_EXERCISE PROMPT:_ Using the listing below, set down exactly the lines starting at the line that contains "put a marker on the woman's blue eye" and ending at the line that contains "put a marker on the blue polo shirt", both included, and no others.

_AVAILABLE RECORDS:_
::::::

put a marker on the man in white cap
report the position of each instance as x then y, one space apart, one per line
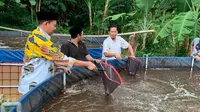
41 54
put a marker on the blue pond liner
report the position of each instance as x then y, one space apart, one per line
45 91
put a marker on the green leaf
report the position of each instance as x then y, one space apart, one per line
184 24
63 7
23 5
32 2
165 30
145 5
182 6
115 17
1 3
17 1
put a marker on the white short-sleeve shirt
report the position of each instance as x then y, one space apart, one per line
196 44
114 46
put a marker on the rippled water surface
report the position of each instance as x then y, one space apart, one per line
155 91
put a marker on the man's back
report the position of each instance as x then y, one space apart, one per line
78 52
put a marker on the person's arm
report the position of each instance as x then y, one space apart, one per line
191 48
65 49
87 64
89 58
125 45
107 53
130 50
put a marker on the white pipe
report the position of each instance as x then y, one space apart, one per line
14 86
192 64
146 61
10 104
12 64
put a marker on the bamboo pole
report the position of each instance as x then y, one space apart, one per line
120 34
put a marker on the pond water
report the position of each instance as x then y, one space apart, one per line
19 42
153 91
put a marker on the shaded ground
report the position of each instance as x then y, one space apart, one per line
155 91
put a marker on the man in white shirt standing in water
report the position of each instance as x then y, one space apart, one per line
113 44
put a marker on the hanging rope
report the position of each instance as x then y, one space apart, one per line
120 34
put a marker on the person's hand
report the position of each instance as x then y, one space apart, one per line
132 56
197 58
97 60
44 50
61 62
68 71
91 66
118 56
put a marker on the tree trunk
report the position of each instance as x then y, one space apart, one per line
144 41
133 41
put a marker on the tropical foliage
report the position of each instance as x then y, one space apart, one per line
176 22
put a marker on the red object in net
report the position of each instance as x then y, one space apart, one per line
111 78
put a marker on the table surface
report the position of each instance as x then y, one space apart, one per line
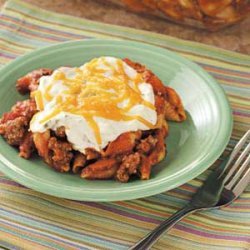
235 38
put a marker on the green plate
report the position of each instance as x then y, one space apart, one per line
192 145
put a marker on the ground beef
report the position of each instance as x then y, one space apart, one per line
61 154
29 82
129 166
14 124
27 146
146 145
14 130
60 132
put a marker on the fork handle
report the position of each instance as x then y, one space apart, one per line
146 242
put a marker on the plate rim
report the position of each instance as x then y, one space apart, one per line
133 193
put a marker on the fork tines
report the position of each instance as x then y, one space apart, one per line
238 176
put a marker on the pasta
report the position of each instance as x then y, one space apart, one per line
132 153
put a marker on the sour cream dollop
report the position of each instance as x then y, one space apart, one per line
95 102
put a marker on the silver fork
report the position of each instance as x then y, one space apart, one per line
222 186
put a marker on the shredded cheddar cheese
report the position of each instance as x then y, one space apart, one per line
92 93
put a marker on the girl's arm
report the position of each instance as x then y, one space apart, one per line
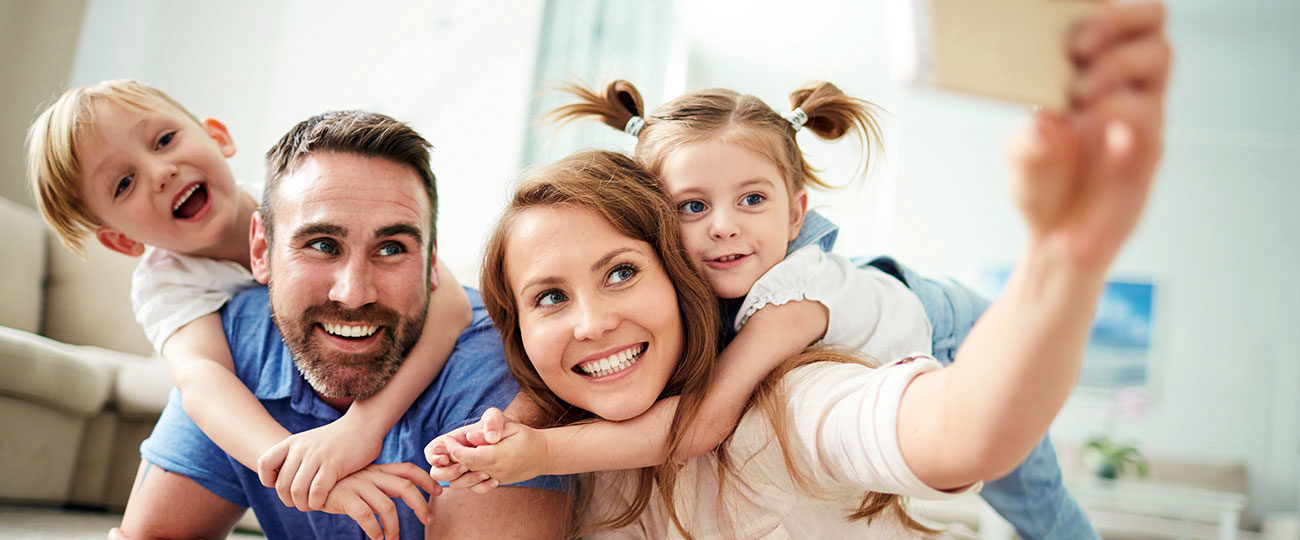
1082 184
306 466
199 361
772 335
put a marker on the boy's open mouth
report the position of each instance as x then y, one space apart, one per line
190 202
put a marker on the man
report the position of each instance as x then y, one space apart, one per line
346 232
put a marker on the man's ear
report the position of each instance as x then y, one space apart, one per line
116 241
798 208
221 135
259 250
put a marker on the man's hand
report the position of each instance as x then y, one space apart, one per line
488 453
1083 175
304 466
367 497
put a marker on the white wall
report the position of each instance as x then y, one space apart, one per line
1218 238
460 72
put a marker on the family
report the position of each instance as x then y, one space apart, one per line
664 345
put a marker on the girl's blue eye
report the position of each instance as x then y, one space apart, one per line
122 185
391 249
325 246
551 298
623 273
692 207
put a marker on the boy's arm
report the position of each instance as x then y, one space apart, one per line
304 467
219 402
771 336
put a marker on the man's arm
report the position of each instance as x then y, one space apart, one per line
168 505
502 513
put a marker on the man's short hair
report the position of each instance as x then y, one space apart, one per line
53 171
352 132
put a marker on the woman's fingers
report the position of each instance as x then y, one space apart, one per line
1138 64
1114 22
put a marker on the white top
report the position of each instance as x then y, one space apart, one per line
170 290
843 435
869 310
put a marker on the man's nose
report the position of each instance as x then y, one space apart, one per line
354 284
594 319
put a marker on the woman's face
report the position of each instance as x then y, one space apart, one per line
597 312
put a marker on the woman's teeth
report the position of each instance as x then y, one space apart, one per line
614 363
350 329
183 198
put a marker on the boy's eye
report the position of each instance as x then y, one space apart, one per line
165 139
391 249
325 246
551 298
622 273
122 185
692 207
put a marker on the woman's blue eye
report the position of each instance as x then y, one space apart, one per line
623 273
324 246
391 249
165 139
122 185
551 298
692 207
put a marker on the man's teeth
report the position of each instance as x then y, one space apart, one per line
350 329
612 363
183 198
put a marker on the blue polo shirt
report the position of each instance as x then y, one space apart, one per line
473 379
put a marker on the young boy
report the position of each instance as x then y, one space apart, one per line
126 163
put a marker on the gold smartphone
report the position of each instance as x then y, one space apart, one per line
1009 50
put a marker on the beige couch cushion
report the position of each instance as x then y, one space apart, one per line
24 267
89 302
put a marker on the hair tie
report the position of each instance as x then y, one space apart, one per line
797 119
633 126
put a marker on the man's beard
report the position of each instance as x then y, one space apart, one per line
336 374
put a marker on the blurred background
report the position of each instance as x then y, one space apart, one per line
1217 358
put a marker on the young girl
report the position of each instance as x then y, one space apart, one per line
732 167
124 160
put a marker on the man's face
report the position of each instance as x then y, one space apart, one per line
347 270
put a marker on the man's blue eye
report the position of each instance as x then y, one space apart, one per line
623 273
692 207
551 298
324 246
122 185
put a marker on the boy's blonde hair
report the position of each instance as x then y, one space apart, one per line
53 171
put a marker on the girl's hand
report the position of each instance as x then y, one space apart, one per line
304 467
1083 175
367 497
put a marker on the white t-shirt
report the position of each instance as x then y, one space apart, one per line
170 290
843 433
869 310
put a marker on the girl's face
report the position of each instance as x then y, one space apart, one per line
597 312
736 212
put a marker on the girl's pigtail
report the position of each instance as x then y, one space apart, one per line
831 115
620 103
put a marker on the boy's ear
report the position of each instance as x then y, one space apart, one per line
798 208
116 241
259 250
221 135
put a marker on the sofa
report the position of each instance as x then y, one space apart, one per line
79 385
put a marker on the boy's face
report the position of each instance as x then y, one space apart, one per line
735 211
156 177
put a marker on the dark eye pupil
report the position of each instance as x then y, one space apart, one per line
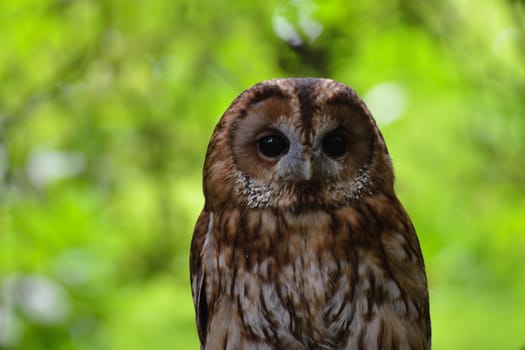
272 146
335 145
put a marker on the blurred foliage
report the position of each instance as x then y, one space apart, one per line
106 108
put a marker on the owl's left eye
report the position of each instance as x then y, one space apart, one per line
272 146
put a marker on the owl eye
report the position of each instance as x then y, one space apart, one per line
335 144
272 146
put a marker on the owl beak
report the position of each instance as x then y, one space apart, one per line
307 168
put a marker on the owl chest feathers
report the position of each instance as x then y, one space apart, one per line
320 279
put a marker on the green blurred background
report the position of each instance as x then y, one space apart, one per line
106 109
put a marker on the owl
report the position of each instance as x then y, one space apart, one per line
302 242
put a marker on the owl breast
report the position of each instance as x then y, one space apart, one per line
315 279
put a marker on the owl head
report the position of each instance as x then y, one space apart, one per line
296 143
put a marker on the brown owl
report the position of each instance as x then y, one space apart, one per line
302 242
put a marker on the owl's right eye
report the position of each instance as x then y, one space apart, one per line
272 145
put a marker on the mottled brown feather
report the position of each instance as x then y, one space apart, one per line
280 262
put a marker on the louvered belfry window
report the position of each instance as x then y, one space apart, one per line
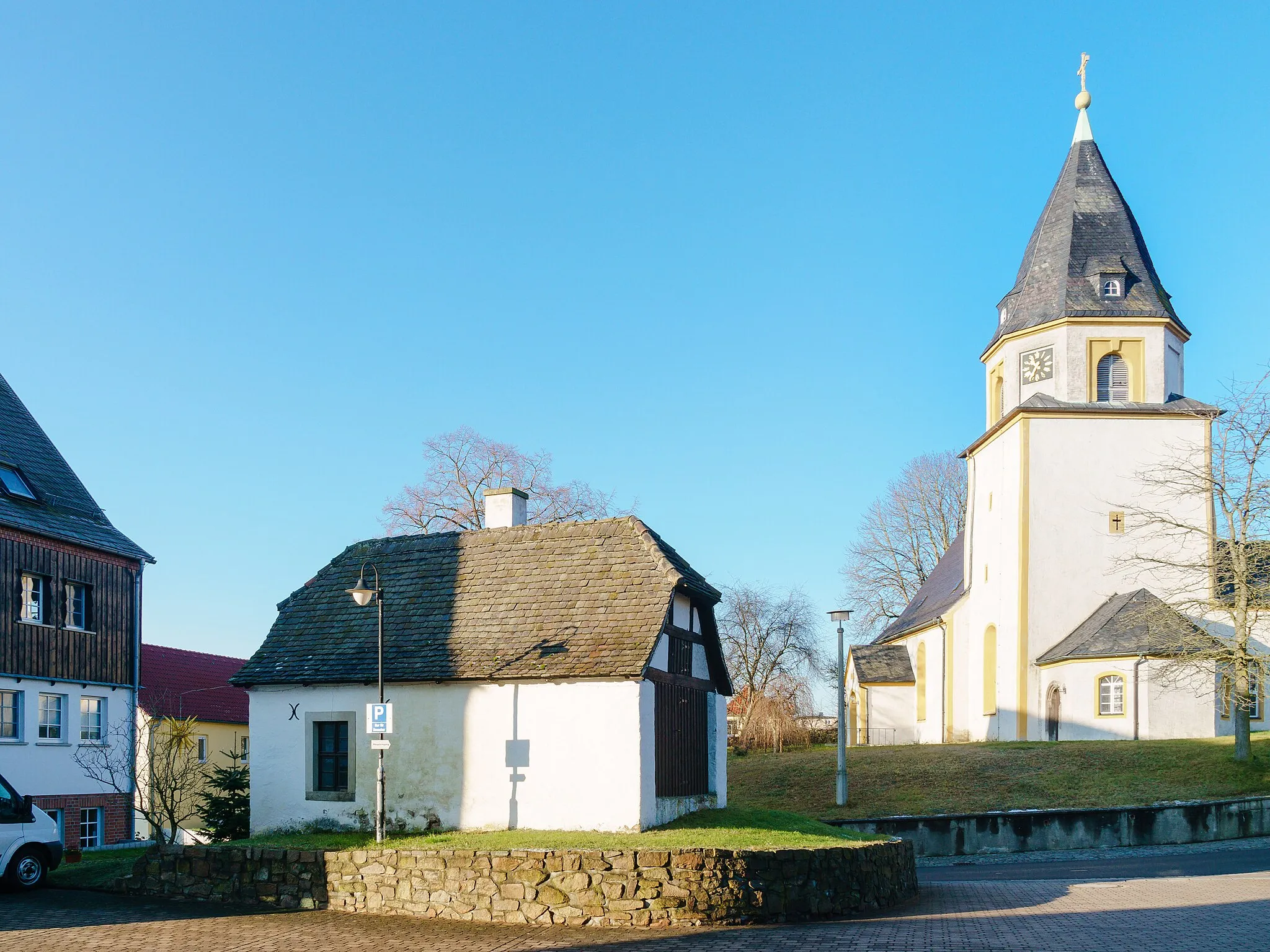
1113 379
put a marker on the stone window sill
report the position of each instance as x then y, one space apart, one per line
346 796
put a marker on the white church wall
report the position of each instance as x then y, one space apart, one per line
588 749
1078 694
992 580
1178 710
892 708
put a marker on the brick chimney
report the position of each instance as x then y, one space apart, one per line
505 507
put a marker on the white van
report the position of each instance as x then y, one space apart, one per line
30 845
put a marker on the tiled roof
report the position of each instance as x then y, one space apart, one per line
1086 227
64 509
1134 624
939 593
584 599
178 683
883 664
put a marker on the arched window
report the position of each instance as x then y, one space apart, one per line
990 669
1113 379
1110 695
921 682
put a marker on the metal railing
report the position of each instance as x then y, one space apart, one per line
874 736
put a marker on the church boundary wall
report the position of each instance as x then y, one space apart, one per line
626 888
1032 831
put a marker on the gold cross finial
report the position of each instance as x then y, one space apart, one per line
1082 98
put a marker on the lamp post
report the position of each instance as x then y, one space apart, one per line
363 596
841 616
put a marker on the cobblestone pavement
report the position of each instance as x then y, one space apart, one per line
1202 913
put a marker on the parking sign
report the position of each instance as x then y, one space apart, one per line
379 719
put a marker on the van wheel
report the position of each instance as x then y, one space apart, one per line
29 868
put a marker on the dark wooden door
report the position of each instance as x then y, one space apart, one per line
1053 710
681 733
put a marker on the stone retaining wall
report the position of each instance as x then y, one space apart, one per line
288 879
595 888
1026 831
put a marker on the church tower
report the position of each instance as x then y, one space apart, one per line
1088 319
1036 624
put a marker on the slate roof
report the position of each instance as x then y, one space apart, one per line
883 664
63 509
940 592
1086 227
178 683
1134 624
580 599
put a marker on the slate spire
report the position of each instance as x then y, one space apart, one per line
1085 236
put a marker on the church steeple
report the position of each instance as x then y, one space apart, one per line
1086 257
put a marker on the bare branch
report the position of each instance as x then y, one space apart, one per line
463 465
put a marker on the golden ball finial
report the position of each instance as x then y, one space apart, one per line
1082 98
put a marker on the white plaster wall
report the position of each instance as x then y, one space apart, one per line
893 707
1186 710
992 597
590 763
47 769
1081 470
931 729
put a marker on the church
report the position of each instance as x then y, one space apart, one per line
1034 625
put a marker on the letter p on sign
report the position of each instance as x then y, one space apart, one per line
379 719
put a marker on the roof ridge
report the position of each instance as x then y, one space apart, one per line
191 651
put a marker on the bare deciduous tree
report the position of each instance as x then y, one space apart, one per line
463 465
166 778
902 537
770 646
1201 539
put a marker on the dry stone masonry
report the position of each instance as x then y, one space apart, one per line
596 888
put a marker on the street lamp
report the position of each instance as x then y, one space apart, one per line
841 616
363 596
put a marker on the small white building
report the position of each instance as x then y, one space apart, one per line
543 677
1036 625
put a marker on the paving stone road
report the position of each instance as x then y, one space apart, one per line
1193 913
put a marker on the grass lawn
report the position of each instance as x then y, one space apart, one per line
95 870
722 829
930 778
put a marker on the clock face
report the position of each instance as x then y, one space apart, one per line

::::::

_ANSWER SECTION:_
put a marker on the woman's blue eye
report the position of each instance as x then y, one space apart, one per line
623 273
324 246
391 249
165 139
122 185
551 298
692 207
put a marker on the man's teeth
report the position of each instance as x then y, one space apart, one per line
350 329
612 363
183 198
put a marker on the blue polo shirt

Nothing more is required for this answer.